Check for LGPL versions.

Parameters
filetextFile content
sizeFile size
isMLFile is HTML/XML
isPSFile is PostScript
Returns
Return license shortname

Definition at line 8048 of file parse.c.

void locateRegex ( char *  text,
item_t op,
int  index,
int  size,
int  sso,
int  seo 
)

Locate a regex in a given file.

Function first looks in raw text, then goes for doctored buffer if not found in the file.

Save location using saveRegexLocation()

Parameters
textRaw file to check
opList
indexIndex of regex
sizeSize of file
ssoMatch start
seoMatch end

Definition at line 9012 of file parse.c.

char * lpplVersion ( char *  filetext,
int  size,
int  isML,
int  isPS 
)

Check for LPPL versions.

Parameters
filetextFile content
sizeFile size
isMLFile is HTML/XML
isPSFile is PostScript
Returns
Return license shortname

Definition at line 7798 of file parse.c.

char * mplNplVersion ( char *  filetext,
int  size,
int  isML,
int  isPS 
)

Check for MPL|NPL versions.

Parameters
filetextFile content
sizeFile size
isMLFile is HTML/XML
isPSFile is PostScript
Returns
Return license shortname

Definition at line 7456 of file parse.c.

char * oslVersion ( char *  filetext,
int  size,
int  isML,
int  isPS 
)

Check for OSL versions.

Parameters
filetextFile content
sizeFile size
isMLFile is HTML/XML
isPSFile is PostScript
Returns
Return license shortname

Definition at line 7718 of file parse.c.

char* parseLicenses ( char *  filetext,
int  size,
scanres_t scp,
int  isML,
int  isPS 
)

Parse a file to check all the possible licenses and add them to matches.

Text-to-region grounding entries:
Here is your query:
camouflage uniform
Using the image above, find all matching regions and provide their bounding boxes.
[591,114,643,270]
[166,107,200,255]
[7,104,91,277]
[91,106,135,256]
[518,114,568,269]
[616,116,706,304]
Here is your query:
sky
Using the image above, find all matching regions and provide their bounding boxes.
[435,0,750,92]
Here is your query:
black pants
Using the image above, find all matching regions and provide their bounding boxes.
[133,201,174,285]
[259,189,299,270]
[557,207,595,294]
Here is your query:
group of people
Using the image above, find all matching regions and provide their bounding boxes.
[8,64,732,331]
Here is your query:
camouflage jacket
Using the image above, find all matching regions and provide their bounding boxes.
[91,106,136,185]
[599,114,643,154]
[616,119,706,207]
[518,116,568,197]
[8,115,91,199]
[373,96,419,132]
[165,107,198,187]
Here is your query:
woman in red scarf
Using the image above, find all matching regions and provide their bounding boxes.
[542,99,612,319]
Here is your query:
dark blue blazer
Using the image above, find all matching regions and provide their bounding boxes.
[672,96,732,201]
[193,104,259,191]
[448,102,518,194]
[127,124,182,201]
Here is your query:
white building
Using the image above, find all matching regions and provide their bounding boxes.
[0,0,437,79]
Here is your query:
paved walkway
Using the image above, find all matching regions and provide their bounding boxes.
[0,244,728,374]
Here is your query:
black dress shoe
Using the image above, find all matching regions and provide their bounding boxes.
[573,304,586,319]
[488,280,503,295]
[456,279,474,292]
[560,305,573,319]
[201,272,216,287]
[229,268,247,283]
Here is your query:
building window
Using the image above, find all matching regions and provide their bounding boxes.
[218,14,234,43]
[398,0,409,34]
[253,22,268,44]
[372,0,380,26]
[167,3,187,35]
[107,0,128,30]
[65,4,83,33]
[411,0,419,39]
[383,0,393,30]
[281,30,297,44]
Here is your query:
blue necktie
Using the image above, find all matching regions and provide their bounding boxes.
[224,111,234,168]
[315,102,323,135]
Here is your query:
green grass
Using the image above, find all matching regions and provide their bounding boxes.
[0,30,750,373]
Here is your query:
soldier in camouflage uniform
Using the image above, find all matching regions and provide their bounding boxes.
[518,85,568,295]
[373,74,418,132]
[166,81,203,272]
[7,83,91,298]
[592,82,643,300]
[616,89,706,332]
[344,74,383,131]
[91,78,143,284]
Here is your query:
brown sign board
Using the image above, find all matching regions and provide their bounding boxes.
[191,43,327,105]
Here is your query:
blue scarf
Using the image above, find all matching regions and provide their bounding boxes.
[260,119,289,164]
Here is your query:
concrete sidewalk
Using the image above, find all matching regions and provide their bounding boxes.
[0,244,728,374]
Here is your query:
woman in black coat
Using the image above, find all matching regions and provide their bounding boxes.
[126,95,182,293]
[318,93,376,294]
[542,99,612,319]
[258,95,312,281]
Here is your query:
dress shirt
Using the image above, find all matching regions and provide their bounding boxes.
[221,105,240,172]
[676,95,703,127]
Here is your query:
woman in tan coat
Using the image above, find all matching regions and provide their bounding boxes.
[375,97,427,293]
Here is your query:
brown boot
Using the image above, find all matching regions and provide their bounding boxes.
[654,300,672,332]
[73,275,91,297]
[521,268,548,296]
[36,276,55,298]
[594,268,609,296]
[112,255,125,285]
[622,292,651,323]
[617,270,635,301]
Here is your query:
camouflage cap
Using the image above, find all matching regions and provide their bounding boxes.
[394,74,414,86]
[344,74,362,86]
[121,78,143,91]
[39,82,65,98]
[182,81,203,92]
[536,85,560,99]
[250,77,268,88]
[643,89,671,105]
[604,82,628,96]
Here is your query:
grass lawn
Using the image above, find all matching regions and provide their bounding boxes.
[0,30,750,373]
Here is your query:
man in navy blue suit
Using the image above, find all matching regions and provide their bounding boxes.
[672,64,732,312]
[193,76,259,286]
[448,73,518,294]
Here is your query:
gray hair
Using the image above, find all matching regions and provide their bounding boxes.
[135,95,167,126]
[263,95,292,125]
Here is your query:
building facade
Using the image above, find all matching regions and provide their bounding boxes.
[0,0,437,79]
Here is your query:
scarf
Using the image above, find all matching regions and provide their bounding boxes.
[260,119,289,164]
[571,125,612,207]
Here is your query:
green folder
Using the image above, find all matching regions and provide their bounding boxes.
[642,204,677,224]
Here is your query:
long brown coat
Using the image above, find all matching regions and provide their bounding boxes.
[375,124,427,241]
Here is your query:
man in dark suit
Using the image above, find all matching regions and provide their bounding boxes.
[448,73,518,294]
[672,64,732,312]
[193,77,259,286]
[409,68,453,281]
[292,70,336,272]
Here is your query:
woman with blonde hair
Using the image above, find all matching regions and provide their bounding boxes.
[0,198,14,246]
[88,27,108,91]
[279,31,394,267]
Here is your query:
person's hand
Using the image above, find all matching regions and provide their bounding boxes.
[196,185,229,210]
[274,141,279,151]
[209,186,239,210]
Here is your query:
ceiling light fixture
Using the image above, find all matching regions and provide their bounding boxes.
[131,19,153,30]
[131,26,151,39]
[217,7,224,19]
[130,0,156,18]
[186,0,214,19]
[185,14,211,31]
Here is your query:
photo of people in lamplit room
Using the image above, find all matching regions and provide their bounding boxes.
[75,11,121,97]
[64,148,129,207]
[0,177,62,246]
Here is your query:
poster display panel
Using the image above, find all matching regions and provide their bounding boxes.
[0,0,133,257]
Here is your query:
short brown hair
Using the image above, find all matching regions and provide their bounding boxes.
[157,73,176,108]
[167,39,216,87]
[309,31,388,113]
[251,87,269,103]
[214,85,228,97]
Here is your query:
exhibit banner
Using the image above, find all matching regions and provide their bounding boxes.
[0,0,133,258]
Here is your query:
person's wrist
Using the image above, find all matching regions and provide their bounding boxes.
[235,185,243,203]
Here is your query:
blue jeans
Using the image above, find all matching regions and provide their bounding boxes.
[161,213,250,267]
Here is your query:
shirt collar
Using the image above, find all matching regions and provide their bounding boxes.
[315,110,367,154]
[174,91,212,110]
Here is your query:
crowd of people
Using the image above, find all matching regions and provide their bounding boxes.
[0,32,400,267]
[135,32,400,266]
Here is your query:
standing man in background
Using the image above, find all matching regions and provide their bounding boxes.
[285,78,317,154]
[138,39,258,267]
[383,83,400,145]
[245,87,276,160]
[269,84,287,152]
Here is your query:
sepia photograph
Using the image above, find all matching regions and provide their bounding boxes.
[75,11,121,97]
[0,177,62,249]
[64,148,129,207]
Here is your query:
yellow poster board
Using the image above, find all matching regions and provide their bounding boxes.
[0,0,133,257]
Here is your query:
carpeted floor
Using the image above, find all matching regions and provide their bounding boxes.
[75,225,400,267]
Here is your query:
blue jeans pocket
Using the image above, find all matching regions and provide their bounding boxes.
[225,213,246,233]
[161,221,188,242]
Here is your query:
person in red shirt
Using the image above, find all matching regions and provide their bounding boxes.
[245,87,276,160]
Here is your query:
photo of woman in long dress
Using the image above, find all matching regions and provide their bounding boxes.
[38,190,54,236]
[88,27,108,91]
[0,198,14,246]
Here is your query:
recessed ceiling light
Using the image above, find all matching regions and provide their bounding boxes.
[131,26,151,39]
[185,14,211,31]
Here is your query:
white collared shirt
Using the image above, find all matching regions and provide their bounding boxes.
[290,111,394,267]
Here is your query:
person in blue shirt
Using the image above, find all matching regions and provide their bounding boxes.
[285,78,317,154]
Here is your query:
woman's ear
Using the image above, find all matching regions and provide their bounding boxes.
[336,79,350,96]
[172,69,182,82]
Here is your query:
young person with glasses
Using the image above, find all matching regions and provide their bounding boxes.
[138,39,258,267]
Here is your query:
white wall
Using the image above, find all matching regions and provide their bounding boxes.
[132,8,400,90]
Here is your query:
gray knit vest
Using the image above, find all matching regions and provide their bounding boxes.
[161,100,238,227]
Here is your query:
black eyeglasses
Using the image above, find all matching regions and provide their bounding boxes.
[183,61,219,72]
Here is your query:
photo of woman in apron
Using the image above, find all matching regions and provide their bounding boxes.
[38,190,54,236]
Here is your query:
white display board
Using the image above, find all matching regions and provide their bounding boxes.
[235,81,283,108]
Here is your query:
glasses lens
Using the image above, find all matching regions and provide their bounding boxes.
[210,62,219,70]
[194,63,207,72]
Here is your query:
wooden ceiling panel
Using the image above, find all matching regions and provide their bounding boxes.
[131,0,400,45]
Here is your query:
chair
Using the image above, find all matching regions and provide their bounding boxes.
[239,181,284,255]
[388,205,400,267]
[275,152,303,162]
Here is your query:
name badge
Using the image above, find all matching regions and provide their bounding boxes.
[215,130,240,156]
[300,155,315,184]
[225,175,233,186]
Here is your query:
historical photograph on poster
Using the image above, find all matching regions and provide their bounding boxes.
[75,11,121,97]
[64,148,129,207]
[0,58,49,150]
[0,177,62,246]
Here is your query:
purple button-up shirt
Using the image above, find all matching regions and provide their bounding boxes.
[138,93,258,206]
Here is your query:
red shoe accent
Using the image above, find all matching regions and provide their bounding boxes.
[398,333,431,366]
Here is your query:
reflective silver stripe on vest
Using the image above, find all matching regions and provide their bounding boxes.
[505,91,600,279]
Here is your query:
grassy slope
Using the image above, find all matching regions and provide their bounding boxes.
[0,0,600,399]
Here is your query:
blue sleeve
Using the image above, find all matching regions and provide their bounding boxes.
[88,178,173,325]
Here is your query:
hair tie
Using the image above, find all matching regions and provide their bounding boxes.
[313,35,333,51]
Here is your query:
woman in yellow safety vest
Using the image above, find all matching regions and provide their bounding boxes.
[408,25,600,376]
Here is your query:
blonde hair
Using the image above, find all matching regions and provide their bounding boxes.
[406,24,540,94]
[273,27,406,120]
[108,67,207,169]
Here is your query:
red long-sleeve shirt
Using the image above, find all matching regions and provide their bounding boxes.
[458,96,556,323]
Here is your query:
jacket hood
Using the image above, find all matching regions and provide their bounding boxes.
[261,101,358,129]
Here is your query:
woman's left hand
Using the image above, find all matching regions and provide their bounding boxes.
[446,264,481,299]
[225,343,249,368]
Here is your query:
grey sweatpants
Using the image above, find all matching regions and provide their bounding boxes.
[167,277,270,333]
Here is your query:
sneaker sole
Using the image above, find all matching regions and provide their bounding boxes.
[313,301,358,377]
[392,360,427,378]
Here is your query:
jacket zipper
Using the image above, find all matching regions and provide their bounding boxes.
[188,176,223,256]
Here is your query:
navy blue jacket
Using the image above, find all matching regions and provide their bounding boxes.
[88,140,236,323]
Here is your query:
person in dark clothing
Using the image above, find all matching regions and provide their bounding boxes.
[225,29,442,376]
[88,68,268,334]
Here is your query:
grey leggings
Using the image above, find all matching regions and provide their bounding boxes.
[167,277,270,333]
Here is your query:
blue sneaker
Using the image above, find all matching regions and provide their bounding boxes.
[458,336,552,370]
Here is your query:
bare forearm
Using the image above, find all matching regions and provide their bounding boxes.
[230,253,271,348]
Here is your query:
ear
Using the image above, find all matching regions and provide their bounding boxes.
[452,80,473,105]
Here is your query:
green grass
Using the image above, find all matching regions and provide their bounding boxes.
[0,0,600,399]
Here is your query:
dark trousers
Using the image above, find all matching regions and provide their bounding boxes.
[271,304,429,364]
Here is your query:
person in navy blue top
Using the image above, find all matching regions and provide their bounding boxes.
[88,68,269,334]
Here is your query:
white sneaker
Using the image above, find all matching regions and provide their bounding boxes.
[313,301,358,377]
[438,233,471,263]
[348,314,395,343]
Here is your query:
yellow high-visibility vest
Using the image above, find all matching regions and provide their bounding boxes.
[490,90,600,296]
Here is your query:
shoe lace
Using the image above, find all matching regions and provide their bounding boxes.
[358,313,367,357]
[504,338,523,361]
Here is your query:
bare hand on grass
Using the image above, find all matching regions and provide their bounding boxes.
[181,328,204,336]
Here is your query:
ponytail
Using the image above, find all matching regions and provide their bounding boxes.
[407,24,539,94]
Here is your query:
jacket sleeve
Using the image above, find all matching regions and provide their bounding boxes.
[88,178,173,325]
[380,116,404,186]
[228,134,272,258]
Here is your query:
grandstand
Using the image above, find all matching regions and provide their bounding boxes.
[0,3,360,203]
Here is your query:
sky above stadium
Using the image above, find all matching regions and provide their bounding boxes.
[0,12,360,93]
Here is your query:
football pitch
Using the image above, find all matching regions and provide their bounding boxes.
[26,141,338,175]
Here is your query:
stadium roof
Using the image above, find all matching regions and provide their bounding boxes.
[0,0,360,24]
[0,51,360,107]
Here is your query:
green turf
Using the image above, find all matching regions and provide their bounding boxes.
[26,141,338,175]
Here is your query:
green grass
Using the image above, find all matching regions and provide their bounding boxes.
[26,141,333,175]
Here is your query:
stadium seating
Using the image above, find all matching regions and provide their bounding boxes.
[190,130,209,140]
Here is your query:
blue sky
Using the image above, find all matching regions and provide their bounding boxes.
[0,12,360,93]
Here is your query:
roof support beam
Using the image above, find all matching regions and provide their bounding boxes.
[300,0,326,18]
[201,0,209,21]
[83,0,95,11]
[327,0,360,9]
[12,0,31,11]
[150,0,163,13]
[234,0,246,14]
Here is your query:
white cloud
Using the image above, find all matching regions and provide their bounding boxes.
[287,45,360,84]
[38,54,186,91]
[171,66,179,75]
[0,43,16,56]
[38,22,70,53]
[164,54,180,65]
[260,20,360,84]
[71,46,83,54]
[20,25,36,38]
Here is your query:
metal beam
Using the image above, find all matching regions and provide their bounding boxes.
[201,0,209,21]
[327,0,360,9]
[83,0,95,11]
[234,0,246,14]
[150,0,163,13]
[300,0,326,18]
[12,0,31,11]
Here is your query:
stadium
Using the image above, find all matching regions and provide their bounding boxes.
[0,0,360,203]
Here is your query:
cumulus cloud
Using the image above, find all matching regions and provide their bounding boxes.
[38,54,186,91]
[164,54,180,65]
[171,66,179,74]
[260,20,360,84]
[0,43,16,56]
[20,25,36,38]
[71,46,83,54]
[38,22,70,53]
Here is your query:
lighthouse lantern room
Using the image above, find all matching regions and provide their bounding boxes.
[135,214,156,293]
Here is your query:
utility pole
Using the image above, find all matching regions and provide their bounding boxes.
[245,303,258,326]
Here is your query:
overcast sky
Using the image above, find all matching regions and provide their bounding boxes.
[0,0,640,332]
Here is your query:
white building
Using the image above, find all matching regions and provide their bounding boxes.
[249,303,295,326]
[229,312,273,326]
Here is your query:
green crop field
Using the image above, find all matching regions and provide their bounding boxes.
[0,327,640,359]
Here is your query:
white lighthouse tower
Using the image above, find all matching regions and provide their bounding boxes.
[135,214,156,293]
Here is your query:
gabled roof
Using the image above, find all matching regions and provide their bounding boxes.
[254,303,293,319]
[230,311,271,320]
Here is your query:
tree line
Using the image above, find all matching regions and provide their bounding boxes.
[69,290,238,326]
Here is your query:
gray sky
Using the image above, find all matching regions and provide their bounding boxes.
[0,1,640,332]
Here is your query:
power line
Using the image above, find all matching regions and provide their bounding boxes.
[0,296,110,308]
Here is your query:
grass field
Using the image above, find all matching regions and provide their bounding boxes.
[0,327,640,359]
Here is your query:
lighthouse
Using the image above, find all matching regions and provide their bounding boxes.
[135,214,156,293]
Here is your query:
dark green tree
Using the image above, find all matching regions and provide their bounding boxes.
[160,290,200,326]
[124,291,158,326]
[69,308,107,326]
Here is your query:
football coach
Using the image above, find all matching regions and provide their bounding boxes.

→ **SET OF TASKS**
(1) Translate this sentence from the parse.c documentation into Spanish: "Function first looks in raw text, then goes for doctored buffer if not found in the file."
(2) Answer these questions from the parse.c documentation:
(a) At what line of parse.c is lpplVersion defined?
(b) Which function does locateRegex use to save a location?
(c) What does oslVersion check for?

→ **SET OF ANSWERS**
(1) La función busca primero en el texto sin procesar y, si no lo encuentra en el archivo, pasa al búfer modificado.

(2)
(a) Line 7798.
(b) saveRegexLocation()
(c) OSL versions.